Required actions ::
1. In the text on iron-fortified food, copy the part starting with "Number of beneficiaries" and going on through "pills to adolescents.", but put "state health departments" wherever "governments" appears.
2. According to the text on iron-fortified food, how did the product's adherence compare with the iron pill in the pilots with over 260 women?
3. Pick up the text on iron-fortified food for children where it ends and write what comes next.

Extracted text ::
----
Culturally Appropriate Fortified Food for Iron Deficient Children
In India, 50% of girls & 33% of boys have iron deficiency anemia. We've developed a superior alternative to the iron pill, which is failing.
I confirm that I am fully aware of the eligibility criteria, and based on its description, I am eligible to apply to the CSV Prize 2017.
Start-Up (a pilot that has just started operating)
Annual budget in 2017 (USD)
Number of beneficiaries impacted so far
Headquarters location: Country
Headquarters location: City
Location(s) of impact
India: Southern Maharashtra, Karnataka, Bangalore
Problem: What problem is this initiative trying to address?
The WHO calls iron deficiency an epidemic. In India, half of adolescent girls and a third of adolescent boys have iron deficiency anemia, leading to cognitive and physical productivity losses and increased risk of maternal death as girls become mothers. To combat this, governments provide school-aged children a weekly iron folic acid pill. However, average adherence to iron pills among adolescents is extremely low, <20% in some Indian states. This problem also exists when doctors prescribe iron pills to adolescents.
Solution Summary: What is the proposed solution? What do you see as its most promising aspects for creating shared value?
Despite this staggering problem, there has been little successful innovation and no reliable, mainstream alternative to the iron pill in India. Partnering with nutritionists and doctors in India, we designed and manufactured a highly iron and folic acid fortified food that has proven higher adherence in pregnant women if substituted for an iron pill, resulting in reduced anemia and better health for mother and child. We tested the efficacy of the product in clinical trials. We see an opportunity for creating shared value in the crucially important segment of adolescents, and have tailored the formulation to meet their iron and folic acid nutritional needs. Our research reveals that the pill form itself is part of adolescents’ adherence problem as children are often averse to pills. They are difficult to swallow, frequently forgotten, and have an unappealing taste and appearance. A culturally acceptable iron supplement that increases adherence will lead to greater health and prosperity.
Impact: What is the impact of the work to date? Specify both the social and the environmental impact of your work
To date, we have conducted intensive qualitative and quantitative interviews across India, including pilots with over 260 women in four locations. This research showed our product had double the adherence of the iron pill. We also conducted clinical trials of our product that demonstrate its effectiveness for stakeholders in the health and nutrition communities. We plan to finalize the product for adolescent children, then conduct a study within Indian schools to demonstrate its efficacy for stakeholder and customer buy-in. In the long-term, we plan to reach all school-aged children who are currently provided an iron pill through government programs in addition to private channels.
----
Entries shown ::
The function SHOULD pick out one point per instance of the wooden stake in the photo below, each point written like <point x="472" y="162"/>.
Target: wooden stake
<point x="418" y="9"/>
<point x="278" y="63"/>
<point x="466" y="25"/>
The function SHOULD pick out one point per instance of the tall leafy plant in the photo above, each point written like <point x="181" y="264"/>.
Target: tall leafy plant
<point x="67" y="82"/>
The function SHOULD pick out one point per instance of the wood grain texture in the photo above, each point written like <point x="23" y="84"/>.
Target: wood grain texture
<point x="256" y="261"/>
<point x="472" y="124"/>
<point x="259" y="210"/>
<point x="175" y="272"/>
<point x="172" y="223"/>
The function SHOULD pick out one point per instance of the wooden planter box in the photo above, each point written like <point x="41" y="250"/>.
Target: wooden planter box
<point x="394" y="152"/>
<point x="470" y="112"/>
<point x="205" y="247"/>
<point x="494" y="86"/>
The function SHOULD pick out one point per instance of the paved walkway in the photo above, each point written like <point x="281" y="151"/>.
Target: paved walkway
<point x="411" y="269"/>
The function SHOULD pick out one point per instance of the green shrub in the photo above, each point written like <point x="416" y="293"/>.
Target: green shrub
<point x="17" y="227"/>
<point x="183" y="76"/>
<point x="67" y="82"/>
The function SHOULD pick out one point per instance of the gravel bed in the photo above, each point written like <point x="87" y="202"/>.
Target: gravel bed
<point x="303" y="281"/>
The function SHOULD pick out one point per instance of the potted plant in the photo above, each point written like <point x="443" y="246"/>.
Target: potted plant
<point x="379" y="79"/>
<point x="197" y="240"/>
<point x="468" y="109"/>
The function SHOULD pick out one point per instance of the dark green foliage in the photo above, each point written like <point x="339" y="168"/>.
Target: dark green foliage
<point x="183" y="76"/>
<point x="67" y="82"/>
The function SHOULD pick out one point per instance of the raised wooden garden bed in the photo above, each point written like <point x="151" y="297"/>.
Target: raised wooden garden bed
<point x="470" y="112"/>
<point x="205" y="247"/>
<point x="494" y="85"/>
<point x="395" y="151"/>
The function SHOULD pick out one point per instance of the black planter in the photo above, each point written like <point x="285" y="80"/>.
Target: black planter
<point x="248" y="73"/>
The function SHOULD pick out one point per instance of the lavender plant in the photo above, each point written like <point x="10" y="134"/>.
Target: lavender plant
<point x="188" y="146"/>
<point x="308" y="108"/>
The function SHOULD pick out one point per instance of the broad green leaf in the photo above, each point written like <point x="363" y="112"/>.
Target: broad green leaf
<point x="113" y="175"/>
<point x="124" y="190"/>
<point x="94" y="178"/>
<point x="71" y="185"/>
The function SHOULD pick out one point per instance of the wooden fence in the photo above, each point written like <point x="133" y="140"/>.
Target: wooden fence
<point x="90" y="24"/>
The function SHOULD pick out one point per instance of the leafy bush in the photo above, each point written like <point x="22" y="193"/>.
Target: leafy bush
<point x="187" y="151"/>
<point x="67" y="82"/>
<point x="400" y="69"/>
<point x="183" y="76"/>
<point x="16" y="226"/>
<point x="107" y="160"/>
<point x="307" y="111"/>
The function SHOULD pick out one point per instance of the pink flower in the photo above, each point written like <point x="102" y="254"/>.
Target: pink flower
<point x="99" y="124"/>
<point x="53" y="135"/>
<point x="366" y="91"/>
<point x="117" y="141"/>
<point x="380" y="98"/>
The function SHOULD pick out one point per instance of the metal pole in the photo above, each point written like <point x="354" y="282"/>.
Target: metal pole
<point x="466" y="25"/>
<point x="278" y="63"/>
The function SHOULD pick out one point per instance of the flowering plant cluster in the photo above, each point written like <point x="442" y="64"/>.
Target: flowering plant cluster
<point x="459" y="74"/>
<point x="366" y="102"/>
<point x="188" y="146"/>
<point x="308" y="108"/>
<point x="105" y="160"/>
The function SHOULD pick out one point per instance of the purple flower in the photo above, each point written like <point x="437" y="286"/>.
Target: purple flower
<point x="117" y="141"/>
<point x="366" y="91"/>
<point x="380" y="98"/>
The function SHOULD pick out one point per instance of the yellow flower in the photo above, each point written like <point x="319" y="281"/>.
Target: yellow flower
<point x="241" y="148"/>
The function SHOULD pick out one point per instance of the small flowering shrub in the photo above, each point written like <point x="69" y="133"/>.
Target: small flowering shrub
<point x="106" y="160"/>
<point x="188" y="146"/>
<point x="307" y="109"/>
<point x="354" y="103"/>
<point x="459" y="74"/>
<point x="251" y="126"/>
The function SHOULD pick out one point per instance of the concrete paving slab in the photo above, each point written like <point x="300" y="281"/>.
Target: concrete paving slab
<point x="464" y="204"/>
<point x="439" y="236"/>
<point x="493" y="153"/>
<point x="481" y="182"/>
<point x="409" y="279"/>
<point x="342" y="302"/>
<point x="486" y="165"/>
----
Written answers ::
1.
Number of beneficiaries impacted so far
Headquarters location: Country
Headquarters location: City
Location(s) of impact
India: Southern Maharashtra, Karnataka, Bangalore
Problem: What problem is this initiative trying to address?
The WHO calls iron deficiency an epidemic. In India, half of adolescent girls and a third of adolescent boys have iron deficiency anemia, leading to cognitive and physical productivity losses and increased risk of maternal death as girls become mothers. To combat this, state health departments provide school-aged children a weekly iron folic acid pill. However, average adherence to iron pills among adolescents is extremely low, <20% in some Indian states. This problem also exists when doctors prescribe iron pills to adolescents.

2. The product had double the adherence of the iron pill.

3.
Financial sustainability plan: How is this initiative financially supported? How will you ensure its financial sustainability long-term?
To date, our initiative has been supported by grants. In the future, we will generate revenue to ensure our financial sustainability long-term through sales of our products through private and public channels, reaching as many children suffering from iron deficiency as possible.
Unique value proposition: What makes your initiative innovative? How does your project differ from other organizations working in the same field?
There is no functional / fortified food product in India shown to effectively address iron deficiency by increasing adherence and replacing the iron pill. Our product provides a tasty and wholesome way for adolescents to get the iron & folic acid they need in a convenient and effective way. Our advantage comes from considering the adolescents’ point of view in terms of acceptability, and for being recognized by key stakeholders as a proven way to treat iron deficiency without pills.
Founding story: Share a story about the "Aha!" moment that sparked the beginning of this initiative.
In a clinic on the outskirts of Bangalore, India, an anemic, pregnant woman shared she had stopped taking her “terrible-tasting” iron folic pills – they upset her stomach and her mother-in-law disapproved. Face to face with her mother-in-law and the long queue of women, we grasped the complexity of the challenge and the dearth of consumer-focused solutions for iron deficiency. Later, we heard from government health officials that the problem of adherence to iron pills was even worse with adolescent children. Health officials have pursued variations of the same programs year after year without meaningful results. We realized then there was a tremendous opportunity to develop a meaningful product, beginning with the preferences of the anemic populations themselves to lead to increased health and productivity.